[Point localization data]

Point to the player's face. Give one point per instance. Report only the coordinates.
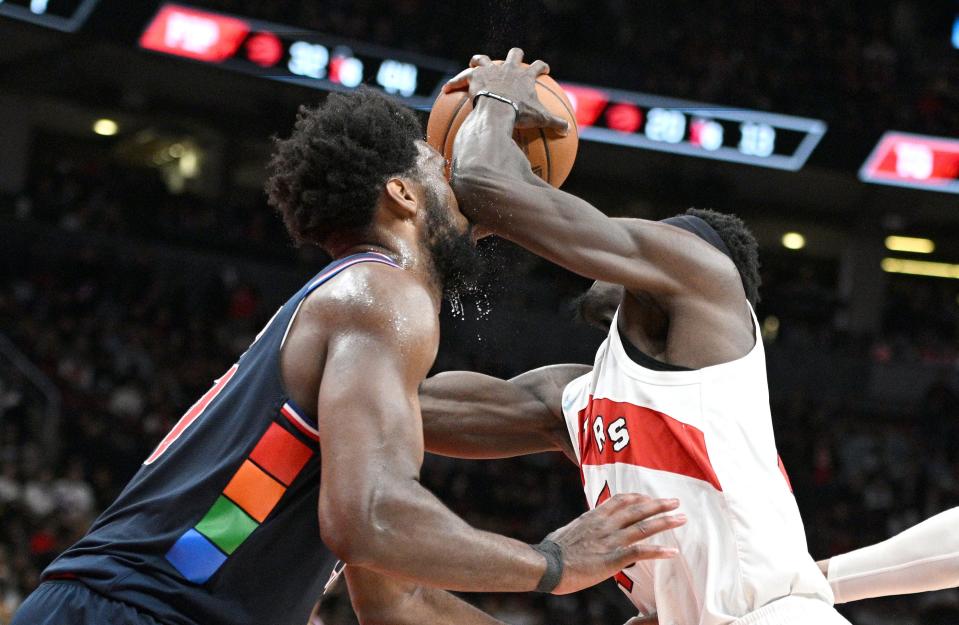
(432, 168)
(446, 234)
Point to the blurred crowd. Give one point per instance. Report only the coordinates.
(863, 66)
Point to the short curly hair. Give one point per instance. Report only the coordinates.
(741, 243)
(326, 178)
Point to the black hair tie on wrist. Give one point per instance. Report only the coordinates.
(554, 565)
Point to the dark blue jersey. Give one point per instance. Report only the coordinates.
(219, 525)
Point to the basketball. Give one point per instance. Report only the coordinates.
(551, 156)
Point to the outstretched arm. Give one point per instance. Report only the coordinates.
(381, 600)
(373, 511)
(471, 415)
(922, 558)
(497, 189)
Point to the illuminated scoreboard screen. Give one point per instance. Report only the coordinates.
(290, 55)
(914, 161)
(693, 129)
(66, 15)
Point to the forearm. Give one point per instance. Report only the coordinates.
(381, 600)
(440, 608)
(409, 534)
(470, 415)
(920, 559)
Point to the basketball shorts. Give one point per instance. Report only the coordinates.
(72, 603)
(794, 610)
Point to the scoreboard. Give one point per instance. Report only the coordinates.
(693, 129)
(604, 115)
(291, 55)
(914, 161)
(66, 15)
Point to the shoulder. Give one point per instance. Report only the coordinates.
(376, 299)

### EXERCISE PROMPT
Would you copy out every line of the data above exactly, minus the pictures?

### ANSWER SECTION
Point to the player's face. Give one point per instance. Report only the coordinates.
(432, 168)
(446, 234)
Point to the blurred crowd. Give one point per instance. Report only the coordinates.
(863, 66)
Point to the short curly hair. Give one point per instance. Report only the coordinates.
(741, 243)
(326, 178)
Point to the black hair tie on wrist. Give one point per instance. Report only the coordinates.
(554, 565)
Point to the dark blue jersey. Give one point per instance. Report only the coordinates.
(219, 525)
Point to the basketball. Give one point per instance. Report only the coordinates.
(551, 156)
Point to the outstretched arm. Give one point per instance. Report only the coordinates.
(381, 600)
(373, 511)
(471, 415)
(922, 558)
(497, 189)
Point to the illuminated scoreboard screen. Give one point per instance. Report only the coordinates.
(290, 55)
(914, 161)
(693, 129)
(66, 15)
Point to the forearm. Give one point per instance. Report only the coordinates.
(381, 600)
(440, 608)
(409, 534)
(470, 415)
(920, 559)
Point to the basketball shorts. Give one point per instance. Report only the coordinates.
(72, 603)
(794, 610)
Point to the scoreboard. Give one point per instance. Report only the coordinates.
(693, 129)
(604, 115)
(291, 55)
(914, 161)
(66, 15)
Point to the shoulder. Give one point per instance. Report only the coordinates.
(376, 299)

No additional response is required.